Task statement
Make an exact copy of the records, with the images left out.

Records for processing
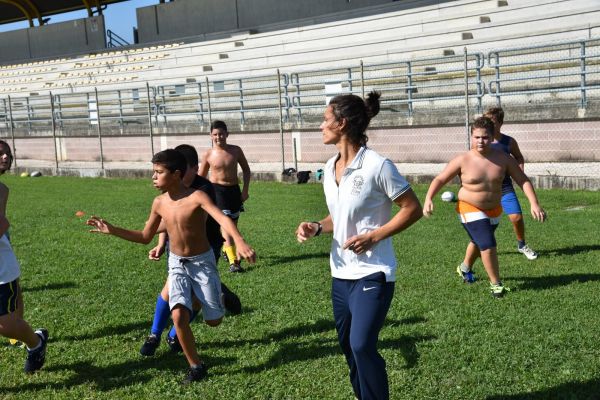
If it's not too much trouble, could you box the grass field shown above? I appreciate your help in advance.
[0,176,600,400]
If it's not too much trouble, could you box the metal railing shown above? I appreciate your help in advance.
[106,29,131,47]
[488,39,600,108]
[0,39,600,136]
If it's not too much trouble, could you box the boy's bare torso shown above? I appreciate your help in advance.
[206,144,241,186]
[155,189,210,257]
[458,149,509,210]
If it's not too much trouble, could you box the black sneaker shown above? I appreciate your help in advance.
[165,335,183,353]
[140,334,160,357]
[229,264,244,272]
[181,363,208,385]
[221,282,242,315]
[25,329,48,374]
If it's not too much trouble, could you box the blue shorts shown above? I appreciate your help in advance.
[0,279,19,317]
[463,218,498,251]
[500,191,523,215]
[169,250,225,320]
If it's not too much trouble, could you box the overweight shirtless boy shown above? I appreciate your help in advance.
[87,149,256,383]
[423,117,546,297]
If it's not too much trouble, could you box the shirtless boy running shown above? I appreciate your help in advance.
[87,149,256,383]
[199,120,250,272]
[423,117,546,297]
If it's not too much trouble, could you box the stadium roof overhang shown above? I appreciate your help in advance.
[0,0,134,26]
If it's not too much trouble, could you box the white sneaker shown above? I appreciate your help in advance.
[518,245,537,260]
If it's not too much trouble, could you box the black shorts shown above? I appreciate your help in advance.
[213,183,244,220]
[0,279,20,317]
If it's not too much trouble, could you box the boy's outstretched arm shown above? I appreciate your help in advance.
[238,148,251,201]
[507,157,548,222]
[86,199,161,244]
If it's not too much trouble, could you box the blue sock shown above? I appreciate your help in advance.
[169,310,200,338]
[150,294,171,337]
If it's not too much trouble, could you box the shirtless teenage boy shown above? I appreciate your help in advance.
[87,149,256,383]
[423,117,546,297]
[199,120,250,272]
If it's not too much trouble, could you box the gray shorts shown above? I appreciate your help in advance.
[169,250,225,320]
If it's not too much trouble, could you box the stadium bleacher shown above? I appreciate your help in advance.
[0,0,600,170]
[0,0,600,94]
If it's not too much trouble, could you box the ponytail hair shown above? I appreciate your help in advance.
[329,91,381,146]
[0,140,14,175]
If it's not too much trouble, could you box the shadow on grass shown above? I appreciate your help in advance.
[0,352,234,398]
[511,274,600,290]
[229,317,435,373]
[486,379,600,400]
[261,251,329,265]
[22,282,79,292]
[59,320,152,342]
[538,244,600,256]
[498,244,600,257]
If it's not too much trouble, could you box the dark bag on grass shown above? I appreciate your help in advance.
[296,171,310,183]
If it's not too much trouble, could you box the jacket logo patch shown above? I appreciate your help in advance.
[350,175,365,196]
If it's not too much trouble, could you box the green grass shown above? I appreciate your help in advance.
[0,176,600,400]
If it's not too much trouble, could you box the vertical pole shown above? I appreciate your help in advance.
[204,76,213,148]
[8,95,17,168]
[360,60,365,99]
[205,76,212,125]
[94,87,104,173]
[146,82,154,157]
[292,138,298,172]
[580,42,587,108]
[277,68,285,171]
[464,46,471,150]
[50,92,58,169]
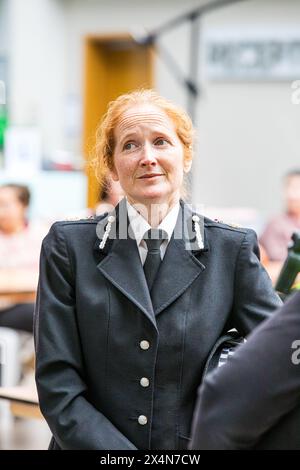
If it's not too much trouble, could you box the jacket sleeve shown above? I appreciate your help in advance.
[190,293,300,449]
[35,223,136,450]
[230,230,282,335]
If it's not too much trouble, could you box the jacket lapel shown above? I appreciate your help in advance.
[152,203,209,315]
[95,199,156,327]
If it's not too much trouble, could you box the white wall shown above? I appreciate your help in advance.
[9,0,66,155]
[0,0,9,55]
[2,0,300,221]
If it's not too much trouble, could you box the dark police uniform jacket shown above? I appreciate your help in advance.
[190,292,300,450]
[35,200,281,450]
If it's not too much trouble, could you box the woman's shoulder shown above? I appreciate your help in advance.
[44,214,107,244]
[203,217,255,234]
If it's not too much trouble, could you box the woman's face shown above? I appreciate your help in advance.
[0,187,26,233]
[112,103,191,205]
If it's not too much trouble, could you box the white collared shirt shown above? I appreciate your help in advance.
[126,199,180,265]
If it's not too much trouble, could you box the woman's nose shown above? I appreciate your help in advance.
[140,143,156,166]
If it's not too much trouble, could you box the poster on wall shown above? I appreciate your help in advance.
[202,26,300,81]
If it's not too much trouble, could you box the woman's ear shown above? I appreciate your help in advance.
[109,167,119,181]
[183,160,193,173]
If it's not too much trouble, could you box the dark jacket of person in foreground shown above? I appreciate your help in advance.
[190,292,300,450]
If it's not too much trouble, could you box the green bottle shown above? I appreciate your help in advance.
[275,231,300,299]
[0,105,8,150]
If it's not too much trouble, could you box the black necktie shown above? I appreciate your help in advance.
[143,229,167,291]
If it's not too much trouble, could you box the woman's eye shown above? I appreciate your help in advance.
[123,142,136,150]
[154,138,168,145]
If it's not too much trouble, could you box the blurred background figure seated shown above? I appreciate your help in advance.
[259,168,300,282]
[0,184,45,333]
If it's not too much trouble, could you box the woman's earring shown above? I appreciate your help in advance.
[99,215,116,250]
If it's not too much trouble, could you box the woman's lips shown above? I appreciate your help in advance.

Exercise answer
If it's not too much trouble, could you box the grass field shown above? I appreciate your help in advance.
[0,176,600,400]
If it's not too much trouble, could you box the metal railing shown above? I appreciate your help in advance.
[106,29,131,47]
[488,39,600,108]
[0,39,600,136]
If it's not too much trouble, could you box the boy's bare torso shown above? I appreciate your help in advance.
[206,144,241,186]
[155,189,210,257]
[458,149,509,210]
If it's not too much trouble, could you box the black sneaker shown above? I appreciate your help in advance.
[165,335,183,353]
[140,334,160,357]
[229,264,244,272]
[181,363,208,385]
[221,282,242,315]
[25,329,48,374]
If it's not too much trouble, could you box the blue shorts shown above? I appreciate your help in advance.
[0,279,19,317]
[463,218,498,251]
[500,191,523,215]
[169,250,225,320]
If it's not too much trouble, could you box the overweight shirtless boy shown above? I appreciate your help in advance.
[87,149,256,383]
[423,117,546,297]
If it's not too much trouble, could you box the shirtless boy running shown above? I appreciate your help in advance.
[87,149,256,383]
[199,120,250,272]
[423,117,546,297]
If it's not too much trouble, could you box the stadium roof overhang shown above? I appreciate your help in advance.
[0,0,134,26]
If it's not too much trouble, could you box the white sneaker shown above? I appreciate your help in advance.
[518,245,537,260]
If it's not too much trouble, could you box the black shorts shown above? I appreciate your help in advance.
[213,183,244,220]
[0,279,20,317]
If it's not too much trouble, could you box the boy's outstretched arm shown above? I appreciate your help in advance.
[238,148,251,201]
[507,157,548,222]
[86,199,161,244]
If it's not too much trouble, could you box the blue sock shown above? I appreciate your help in advance.
[169,310,200,338]
[150,294,171,337]
If it's not too much trouble, could you box the shirtless teenage boy shown above? I appreciate your help in advance.
[87,149,256,383]
[423,117,546,297]
[199,120,250,272]
If it's not too much trouble, could you box the gray shorts shown above? I appreciate your help in advance.
[169,250,225,320]
If it's not too much trouble, could you box the stadium bleacher shown above? I appreciate your help in advance.
[0,0,600,170]
[0,0,600,94]
If it's not too much trouble, could you box the ponytail hair shown above? I appreciate your help in advance.
[329,91,381,146]
[0,140,14,175]
If it's not too much trouble, could you box the shadow on grass shown above? I appreciate your help in advance.
[0,352,234,398]
[511,274,600,290]
[229,317,435,373]
[486,379,600,400]
[261,251,329,265]
[22,282,79,292]
[59,320,152,342]
[538,244,600,256]
[498,244,600,257]
If it's not too much trouble, could you box the dark bag on grass shown above? I appreciate your help in advance.
[296,171,310,183]
If it's not too much trouble, could you box the jacket logo patch shown above? I appreciate your help in advance.
[350,175,365,196]
If it's not too much trouble, could you box the green grass shown above? I appreciate your help in advance.
[0,176,600,400]
If it's not too much trouble, could you box the vertical pole shown above? I appreciate your help in advance.
[204,76,213,148]
[8,95,17,168]
[360,60,365,99]
[205,76,212,125]
[94,87,104,173]
[146,82,154,157]
[292,138,298,172]
[580,42,587,108]
[277,68,285,171]
[464,46,471,150]
[50,92,58,169]
If it's not too much trouble, could you box the jacket sleeve shown above? I appreciate your help in advance.
[190,293,300,449]
[35,223,136,450]
[230,230,282,335]
If it's not too much trouble, could you box the jacket lapel shown above? I appreciate your help in advance.
[152,203,209,315]
[95,199,156,327]
If it's not too much trouble, could you box the white wall shown above? I appreciate your help in advance.
[9,0,66,155]
[0,0,9,55]
[2,0,300,221]
If it's not too much trouble, could you box the dark police uniform jacket shown above? I appreciate your help in advance.
[190,292,300,450]
[35,200,281,450]
If it's not too much trouble, could you box the woman's shoulder shown above? I appreciate your help in advance.
[44,214,107,244]
[203,217,255,234]
If it's not too much trouble, could you box the woman's face shown above? I appreciate your help in advance.
[0,187,26,233]
[112,103,191,205]
If it's not too much trouble, could you box the white collared shirt shown above? I appreciate your help in advance.
[126,199,180,265]
If it's not too much trouble, could you box the woman's nose shown above? I appreciate your help in advance.
[140,143,156,166]
If it's not too much trouble, could you box the poster on wall shown above? I appreciate your help in advance.
[202,26,300,81]
If it's not too much trouble, could you box the woman's ear shown above? I appreciate your help in advance.
[109,167,119,181]
[183,160,193,173]
If it's not too much trouble, could you box the dark jacket of person in foreground shown above? I appreciate your help in advance.
[190,292,300,450]
If it's not too much trouble, could you box the green bottle shown above? I appreciate your help in advance.
[275,231,300,299]
[0,105,8,150]
If it's not too much trouble, could you box the black necktie shown above? I appreciate your help in advance.
[143,229,167,291]
If it's not too much trouble, could you box the woman's eye shown above? I appreciate your help in advance.
[123,142,136,150]
[154,138,168,145]
If it's not too much trouble, could you box the blurred background figure seated shown above? I appreciate your help in advance.
[259,168,300,282]
[0,184,45,333]
If it's not too much trouble, could you box the woman's earring shown above? I appreciate your help in advance.
[99,215,116,250]
If it's not too much trouble, could you box the woman's lips shown above? I appreciate your help in advance.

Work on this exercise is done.